[Records from a pointing dataset]
==================================================

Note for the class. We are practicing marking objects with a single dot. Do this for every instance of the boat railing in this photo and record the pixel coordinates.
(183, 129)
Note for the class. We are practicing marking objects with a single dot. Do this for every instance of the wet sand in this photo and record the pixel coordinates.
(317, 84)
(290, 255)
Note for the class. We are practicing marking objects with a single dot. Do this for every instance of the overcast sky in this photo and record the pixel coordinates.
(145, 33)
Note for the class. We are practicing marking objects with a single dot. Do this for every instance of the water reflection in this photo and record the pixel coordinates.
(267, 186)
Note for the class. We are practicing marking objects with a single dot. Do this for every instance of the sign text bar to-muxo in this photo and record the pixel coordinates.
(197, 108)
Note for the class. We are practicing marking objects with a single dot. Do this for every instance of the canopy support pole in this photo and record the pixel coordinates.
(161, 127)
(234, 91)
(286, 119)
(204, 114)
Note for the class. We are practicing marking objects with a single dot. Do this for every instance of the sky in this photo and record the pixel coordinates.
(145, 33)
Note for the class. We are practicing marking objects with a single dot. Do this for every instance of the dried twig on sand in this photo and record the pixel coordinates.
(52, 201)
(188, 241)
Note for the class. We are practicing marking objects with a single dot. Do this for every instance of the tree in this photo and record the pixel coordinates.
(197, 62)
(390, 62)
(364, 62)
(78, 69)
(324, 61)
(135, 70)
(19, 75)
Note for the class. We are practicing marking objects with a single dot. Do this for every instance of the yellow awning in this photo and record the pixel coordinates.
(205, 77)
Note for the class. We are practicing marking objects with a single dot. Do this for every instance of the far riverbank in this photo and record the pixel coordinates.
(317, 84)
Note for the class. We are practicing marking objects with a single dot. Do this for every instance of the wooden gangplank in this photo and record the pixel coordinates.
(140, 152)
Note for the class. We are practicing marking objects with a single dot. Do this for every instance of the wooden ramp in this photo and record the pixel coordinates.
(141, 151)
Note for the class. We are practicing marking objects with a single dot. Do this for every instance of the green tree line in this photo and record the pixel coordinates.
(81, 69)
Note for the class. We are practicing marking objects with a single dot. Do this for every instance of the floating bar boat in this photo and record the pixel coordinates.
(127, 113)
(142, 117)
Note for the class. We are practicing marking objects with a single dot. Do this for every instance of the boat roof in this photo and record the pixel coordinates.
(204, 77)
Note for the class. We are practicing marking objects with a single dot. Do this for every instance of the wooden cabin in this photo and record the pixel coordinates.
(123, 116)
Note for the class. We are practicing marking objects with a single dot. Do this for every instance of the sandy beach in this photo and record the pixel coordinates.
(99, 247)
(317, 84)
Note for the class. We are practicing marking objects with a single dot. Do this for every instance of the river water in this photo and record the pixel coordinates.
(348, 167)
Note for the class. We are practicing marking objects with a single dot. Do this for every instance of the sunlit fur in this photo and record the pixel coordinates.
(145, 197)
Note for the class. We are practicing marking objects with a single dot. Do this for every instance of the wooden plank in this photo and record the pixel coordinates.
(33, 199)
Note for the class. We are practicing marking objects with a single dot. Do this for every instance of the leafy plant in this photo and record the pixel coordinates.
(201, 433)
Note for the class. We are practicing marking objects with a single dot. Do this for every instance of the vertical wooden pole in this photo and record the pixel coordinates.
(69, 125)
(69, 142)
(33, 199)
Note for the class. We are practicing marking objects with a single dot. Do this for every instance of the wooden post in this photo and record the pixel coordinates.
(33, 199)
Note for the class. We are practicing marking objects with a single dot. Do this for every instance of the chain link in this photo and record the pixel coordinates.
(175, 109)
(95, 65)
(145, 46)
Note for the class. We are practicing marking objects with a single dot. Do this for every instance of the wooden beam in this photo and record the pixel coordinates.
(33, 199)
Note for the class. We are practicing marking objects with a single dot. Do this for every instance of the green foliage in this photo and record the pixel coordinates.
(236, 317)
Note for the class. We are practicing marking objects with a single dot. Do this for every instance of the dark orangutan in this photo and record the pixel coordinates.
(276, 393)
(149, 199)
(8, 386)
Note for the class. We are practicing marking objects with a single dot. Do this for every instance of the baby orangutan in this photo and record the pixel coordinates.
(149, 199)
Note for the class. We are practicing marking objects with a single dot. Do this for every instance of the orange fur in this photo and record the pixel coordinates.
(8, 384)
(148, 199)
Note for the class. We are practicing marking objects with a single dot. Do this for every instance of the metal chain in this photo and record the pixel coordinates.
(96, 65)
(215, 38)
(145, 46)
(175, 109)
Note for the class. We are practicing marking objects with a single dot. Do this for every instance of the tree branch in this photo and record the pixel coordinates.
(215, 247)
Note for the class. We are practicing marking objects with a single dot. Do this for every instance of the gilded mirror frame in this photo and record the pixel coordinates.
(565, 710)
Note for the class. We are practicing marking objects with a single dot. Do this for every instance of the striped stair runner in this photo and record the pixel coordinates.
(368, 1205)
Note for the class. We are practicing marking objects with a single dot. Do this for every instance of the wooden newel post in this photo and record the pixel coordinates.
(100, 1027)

==================================================

TASK GOAL. Reproduce word for word the data from the line containing "the wooden newel" through the end of the data.

REPLY TO THE TASK.
Note for the class. We are practicing marking objects with a single dot. Do this for every instance of the wooden newel post in this photo and record the pixel coordinates.
(100, 1027)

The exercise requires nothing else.